→ **Document text**
********

Am I going to take ash dieback home to my garden after I visit?

We all have a part to play in the prevention of the spread of pests and diseases. Though Chalara ash dieback spreads on the wind-borne spores of the fungus Hymenoscyphus fraxineus, and so there is little we can do to prevent the spread of the disease, the spread of other threats can be slowed or stopped by:

  • Pests and diseases can spread in the mud and debris on shoes, paws and tyres, so simple measures such as cleaning your boots and car wheels after a walk in the Forest can help to limit the spread of diseases.
  • Don’t risk it! Don’t bring any plant or tree products back from trips abroad, because these might be carrying harmful non-native tree pests or pathogens.
  • Be vigilant! Report any trees that you suspect are in ill-health to the Forestry Commission using Tree Alert
  • Join us! You can help us to protect Silk Wood against the threat of pests and diseases by joining the Friends of Westonbirt Arboretum. Your membership fee goes directly back into maintaining Silk Wood and Westonbirt Arboretum for future generations.

Has my ash tree got ash dieback – what should I do?

You can help the Forestry Commission Report monitor the spread of the disease by reporting any trees that you suspect are in ill-health to the Forestry Commission using Tree Alert.

Staff at Westonbirt Arboretum are unable to advise on identification or to confirm whether a tree is infected of trees not within the arboretum. 

Please note that felling ash trees, especially ones that are diseased, is a difficult and dangerous job if done incorrectly. We would urge anyone considering removal of trees from their garden to seek professional help, however we are unable to recommend any particular companies.

Why aren’t you replanting straight away?

********

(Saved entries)
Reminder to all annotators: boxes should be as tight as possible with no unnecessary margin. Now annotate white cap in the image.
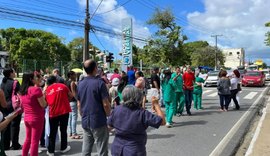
[112,78,119,86]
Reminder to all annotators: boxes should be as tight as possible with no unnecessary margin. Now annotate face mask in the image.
[39,80,45,86]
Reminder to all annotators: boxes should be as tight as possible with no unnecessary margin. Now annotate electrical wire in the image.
[96,0,132,15]
[90,0,103,20]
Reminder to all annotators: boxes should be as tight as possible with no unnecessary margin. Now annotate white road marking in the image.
[244,92,258,100]
[245,98,270,156]
[203,90,213,94]
[210,85,268,156]
[207,92,217,97]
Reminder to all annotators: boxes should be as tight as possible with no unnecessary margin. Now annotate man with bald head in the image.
[78,60,111,156]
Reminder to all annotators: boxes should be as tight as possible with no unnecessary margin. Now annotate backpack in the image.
[11,81,23,114]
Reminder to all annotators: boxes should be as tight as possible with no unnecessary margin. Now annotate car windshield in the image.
[246,72,260,76]
[208,72,218,76]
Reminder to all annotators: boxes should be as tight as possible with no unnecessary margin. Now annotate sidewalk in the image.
[246,98,270,156]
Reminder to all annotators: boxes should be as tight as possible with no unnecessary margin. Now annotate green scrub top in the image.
[193,77,204,94]
[172,73,183,92]
[163,78,176,102]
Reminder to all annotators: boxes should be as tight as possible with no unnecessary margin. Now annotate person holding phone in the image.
[19,72,47,156]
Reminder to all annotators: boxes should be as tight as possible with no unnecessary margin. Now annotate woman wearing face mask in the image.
[231,70,240,110]
[19,72,47,156]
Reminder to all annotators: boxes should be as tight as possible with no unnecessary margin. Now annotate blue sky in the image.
[0,0,270,64]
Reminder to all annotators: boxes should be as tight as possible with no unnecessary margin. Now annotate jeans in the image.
[48,113,69,153]
[165,101,175,124]
[68,101,78,135]
[174,92,185,114]
[184,89,193,114]
[2,114,22,150]
[82,125,109,156]
[193,93,202,109]
[22,121,44,156]
[219,95,231,110]
[231,89,240,109]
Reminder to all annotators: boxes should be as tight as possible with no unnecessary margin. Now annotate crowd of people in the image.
[0,60,243,156]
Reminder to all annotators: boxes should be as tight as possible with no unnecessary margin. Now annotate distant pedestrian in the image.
[0,68,22,150]
[135,71,147,109]
[111,68,121,82]
[183,66,195,115]
[163,69,176,128]
[127,66,136,85]
[78,60,111,156]
[108,85,165,156]
[53,68,65,83]
[19,72,47,156]
[217,70,231,111]
[117,76,128,102]
[46,76,73,155]
[231,69,240,110]
[193,73,205,110]
[172,67,185,116]
[66,71,82,139]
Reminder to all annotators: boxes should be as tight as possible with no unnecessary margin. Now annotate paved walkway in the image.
[246,98,270,156]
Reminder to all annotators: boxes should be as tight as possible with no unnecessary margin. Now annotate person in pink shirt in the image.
[19,73,47,156]
[111,68,121,82]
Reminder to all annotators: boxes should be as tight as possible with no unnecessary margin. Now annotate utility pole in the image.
[83,0,90,62]
[211,35,223,70]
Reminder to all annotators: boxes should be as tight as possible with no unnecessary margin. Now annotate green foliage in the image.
[142,9,187,66]
[184,41,225,67]
[0,28,70,67]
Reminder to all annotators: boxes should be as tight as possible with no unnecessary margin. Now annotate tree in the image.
[67,37,100,68]
[0,28,70,68]
[183,41,224,67]
[143,9,187,66]
[265,22,270,46]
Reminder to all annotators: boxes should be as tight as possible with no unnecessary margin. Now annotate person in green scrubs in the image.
[163,69,176,128]
[193,73,205,110]
[172,67,185,116]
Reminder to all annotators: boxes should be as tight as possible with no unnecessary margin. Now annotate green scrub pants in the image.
[174,92,185,115]
[164,101,175,124]
[193,93,203,109]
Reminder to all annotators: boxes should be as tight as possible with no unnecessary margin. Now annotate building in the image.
[222,48,245,69]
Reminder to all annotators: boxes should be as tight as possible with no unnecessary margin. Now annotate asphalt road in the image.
[6,83,266,156]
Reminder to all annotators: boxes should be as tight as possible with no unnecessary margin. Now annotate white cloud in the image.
[77,0,150,51]
[68,30,78,36]
[187,0,270,62]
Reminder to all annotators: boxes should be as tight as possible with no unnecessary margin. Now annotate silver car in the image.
[204,71,219,87]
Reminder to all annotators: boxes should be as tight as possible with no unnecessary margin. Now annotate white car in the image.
[204,71,219,87]
[263,69,270,81]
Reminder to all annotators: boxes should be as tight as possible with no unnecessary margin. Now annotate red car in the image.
[242,71,265,86]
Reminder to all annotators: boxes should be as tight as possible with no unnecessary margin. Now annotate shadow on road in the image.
[173,120,207,127]
[147,134,175,139]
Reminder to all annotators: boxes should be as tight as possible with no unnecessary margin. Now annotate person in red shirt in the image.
[183,67,195,115]
[46,76,73,155]
[111,68,121,82]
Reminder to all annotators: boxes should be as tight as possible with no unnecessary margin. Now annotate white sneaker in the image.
[166,122,172,128]
[47,151,54,156]
[61,146,71,153]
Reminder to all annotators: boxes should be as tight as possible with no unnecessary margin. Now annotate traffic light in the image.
[106,53,114,63]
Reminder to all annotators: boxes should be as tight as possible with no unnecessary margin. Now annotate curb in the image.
[210,85,270,156]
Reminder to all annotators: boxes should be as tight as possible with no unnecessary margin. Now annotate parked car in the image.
[263,69,270,81]
[204,71,219,87]
[242,71,265,86]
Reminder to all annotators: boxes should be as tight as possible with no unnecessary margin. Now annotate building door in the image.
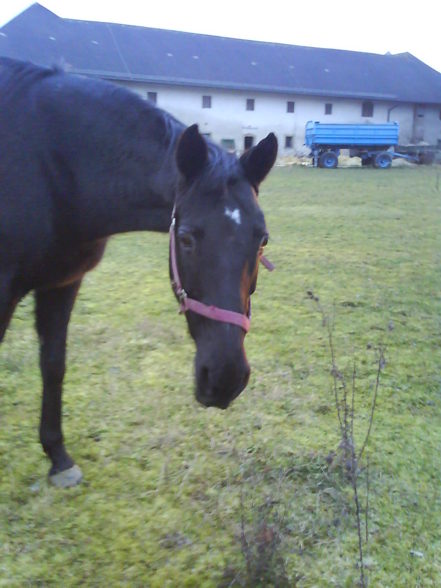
[413,104,426,143]
[243,135,254,151]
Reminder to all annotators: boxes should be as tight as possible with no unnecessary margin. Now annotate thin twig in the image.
[364,454,370,543]
[358,347,385,461]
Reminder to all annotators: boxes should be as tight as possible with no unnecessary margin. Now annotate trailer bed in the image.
[305,121,399,149]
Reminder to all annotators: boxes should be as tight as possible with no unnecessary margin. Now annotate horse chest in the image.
[37,239,107,288]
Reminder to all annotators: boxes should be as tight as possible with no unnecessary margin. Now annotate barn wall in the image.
[118,83,441,157]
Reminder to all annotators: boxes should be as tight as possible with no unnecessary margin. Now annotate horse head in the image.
[170,125,277,408]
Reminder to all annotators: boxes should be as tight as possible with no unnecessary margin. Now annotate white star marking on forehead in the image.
[225,207,242,225]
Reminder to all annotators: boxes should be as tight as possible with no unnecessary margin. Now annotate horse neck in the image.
[60,90,184,240]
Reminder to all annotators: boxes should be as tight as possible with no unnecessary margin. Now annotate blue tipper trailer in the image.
[305,121,418,169]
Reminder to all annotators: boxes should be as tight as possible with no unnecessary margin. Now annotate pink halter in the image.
[170,210,274,333]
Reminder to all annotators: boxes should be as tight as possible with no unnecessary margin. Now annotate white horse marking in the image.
[225,207,241,225]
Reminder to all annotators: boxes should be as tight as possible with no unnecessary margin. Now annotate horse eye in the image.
[179,233,196,252]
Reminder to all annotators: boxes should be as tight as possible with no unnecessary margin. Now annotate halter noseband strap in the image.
[170,210,274,333]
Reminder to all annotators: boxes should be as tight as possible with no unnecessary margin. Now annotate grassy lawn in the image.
[0,167,441,588]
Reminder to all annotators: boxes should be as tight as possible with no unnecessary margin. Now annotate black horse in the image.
[0,58,277,486]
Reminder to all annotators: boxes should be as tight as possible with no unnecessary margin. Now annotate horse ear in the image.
[176,125,208,181]
[240,133,277,186]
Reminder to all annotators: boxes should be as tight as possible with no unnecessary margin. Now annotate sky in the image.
[0,0,441,72]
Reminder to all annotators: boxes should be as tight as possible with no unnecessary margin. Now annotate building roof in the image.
[0,4,441,104]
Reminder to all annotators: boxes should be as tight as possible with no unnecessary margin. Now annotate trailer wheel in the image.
[319,151,338,169]
[374,151,392,169]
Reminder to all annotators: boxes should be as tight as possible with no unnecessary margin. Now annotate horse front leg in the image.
[35,280,82,488]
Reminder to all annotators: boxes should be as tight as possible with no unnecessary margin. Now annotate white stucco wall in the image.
[120,83,441,156]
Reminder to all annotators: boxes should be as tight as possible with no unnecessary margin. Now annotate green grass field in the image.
[0,167,441,588]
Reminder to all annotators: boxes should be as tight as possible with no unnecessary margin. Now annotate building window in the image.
[202,96,211,108]
[243,135,254,151]
[361,100,374,116]
[247,98,255,110]
[221,139,236,153]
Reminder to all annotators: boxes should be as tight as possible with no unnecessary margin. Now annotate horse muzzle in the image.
[196,350,250,410]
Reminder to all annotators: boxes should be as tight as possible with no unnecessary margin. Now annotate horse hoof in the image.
[49,465,83,488]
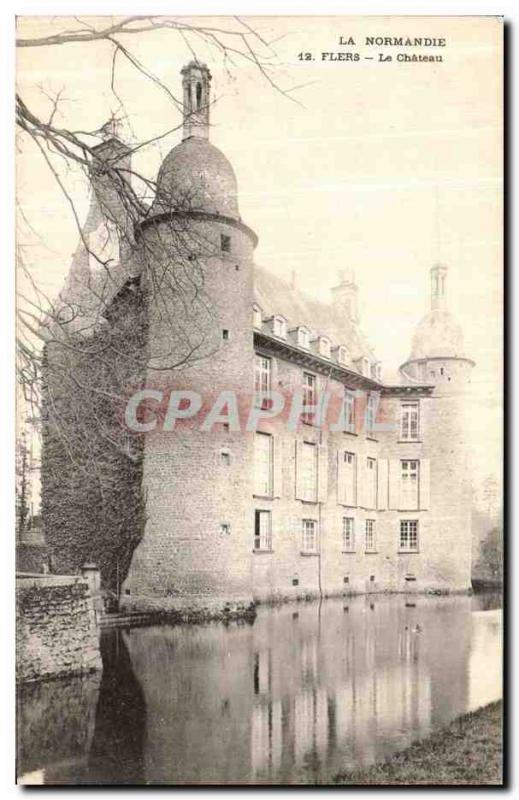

********

→ **Exercise requirements**
Copy out the stretch of the ash dieback text from "You can help the" through "within the arboretum.", substituting "poor health" for "ill-health" wherever it occurs.

→ **Your response**
You can help the Forestry Commission Report monitor the spread of the disease by reporting any trees that you suspect are in poor health to the Forestry Commission using Tree Alert.

Staff at Westonbirt Arboretum are unable to advise on identification or to confirm whether a tree is infected of trees not within the arboretum.